* [Task to complete]
Which lines of the listing below contain the word "then"? List each of them in full.

[Collected data]
══════════════════════════════

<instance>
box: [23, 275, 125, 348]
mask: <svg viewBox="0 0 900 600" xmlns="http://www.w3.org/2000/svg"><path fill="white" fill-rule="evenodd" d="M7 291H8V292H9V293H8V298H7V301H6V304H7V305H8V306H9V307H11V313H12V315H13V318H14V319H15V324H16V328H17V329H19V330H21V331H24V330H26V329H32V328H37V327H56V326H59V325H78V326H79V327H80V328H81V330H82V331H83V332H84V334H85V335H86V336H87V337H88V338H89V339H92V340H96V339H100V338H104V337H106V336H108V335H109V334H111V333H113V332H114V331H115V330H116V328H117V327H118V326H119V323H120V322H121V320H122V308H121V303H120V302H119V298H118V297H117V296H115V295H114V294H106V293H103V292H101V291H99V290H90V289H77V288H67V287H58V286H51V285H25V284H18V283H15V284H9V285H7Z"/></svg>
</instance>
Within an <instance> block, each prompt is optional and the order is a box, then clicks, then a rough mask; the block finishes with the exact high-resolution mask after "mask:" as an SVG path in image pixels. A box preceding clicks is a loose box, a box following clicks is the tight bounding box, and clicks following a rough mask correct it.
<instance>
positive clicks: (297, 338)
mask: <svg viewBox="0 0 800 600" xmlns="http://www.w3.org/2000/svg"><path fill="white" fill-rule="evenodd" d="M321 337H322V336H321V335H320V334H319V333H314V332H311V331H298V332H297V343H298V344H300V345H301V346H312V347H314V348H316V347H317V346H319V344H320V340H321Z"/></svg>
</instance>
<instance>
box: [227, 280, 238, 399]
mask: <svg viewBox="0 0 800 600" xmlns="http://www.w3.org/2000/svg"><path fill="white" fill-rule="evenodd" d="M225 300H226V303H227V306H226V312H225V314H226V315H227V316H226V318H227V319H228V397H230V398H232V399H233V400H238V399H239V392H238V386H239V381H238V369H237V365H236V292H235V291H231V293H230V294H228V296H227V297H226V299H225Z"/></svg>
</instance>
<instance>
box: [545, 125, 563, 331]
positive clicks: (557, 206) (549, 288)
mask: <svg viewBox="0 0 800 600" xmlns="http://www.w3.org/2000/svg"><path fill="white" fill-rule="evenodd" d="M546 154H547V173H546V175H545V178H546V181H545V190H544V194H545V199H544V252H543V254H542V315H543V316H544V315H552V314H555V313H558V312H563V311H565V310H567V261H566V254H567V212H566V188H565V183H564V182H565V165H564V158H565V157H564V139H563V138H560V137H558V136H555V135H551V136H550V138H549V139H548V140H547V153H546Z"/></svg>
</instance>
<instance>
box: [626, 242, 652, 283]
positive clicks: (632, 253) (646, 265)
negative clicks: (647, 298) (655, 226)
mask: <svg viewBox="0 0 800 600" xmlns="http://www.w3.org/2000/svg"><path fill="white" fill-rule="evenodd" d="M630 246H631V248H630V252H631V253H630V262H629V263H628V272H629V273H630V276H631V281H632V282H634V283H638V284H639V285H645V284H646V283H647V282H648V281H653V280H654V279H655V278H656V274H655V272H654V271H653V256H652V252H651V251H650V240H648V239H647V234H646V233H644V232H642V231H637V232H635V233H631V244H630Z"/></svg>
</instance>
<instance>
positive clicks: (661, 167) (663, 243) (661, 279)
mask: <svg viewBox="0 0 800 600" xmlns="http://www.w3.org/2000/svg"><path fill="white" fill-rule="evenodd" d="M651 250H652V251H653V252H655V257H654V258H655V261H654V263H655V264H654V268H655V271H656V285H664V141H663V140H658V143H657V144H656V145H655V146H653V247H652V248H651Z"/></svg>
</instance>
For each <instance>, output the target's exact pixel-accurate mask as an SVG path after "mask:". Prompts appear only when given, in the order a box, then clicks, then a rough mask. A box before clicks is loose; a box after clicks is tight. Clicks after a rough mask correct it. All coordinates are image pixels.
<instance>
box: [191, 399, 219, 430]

══════════════════════════════

* [Task solution]
Within an <instance> block, each prompt is optional and the order is a box, then clicks, then a rough mask; the block finishes with the exact high-resolution mask after "mask:" as an SVG path in image pixels. A box preceding clicks is a loose box, a box following clicks is the tight bounding box, and clicks following a rough mask correct it.
For each <instance>, output the target's exact pixel-accurate mask as an SVG path after "mask:". Prompts appear only when given, in the order a box, then clicks, then a rough mask. A box before clicks is loose; a box after clicks is tight. Clicks after a rough mask correct it. All coordinates are image pixels.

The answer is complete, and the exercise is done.